WHAT THE EXERCISE ASKS: Scan the data below and state how many of its lines contain the word "ground", giving only the figure.

'''

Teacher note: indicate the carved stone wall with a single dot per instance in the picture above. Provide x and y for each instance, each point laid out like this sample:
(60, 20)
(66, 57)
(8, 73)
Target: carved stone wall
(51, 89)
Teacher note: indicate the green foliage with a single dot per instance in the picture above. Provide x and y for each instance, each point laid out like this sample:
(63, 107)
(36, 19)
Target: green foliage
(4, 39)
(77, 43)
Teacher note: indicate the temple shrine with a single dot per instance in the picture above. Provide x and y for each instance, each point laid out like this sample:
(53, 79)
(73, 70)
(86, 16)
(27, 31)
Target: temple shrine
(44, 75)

'''
'''

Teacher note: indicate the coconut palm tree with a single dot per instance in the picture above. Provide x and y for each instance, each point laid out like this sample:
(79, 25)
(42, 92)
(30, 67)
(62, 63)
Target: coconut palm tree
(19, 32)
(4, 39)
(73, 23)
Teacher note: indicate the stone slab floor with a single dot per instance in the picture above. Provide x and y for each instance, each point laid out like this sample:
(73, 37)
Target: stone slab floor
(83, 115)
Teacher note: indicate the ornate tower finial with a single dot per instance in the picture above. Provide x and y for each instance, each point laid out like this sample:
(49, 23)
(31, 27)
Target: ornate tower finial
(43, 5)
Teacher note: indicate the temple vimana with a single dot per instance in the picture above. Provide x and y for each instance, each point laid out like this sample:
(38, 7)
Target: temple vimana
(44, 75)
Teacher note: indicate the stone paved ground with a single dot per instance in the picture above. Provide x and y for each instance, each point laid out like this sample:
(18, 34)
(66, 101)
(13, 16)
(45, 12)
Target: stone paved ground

'''

SOLUTION FOR THIS TASK: 2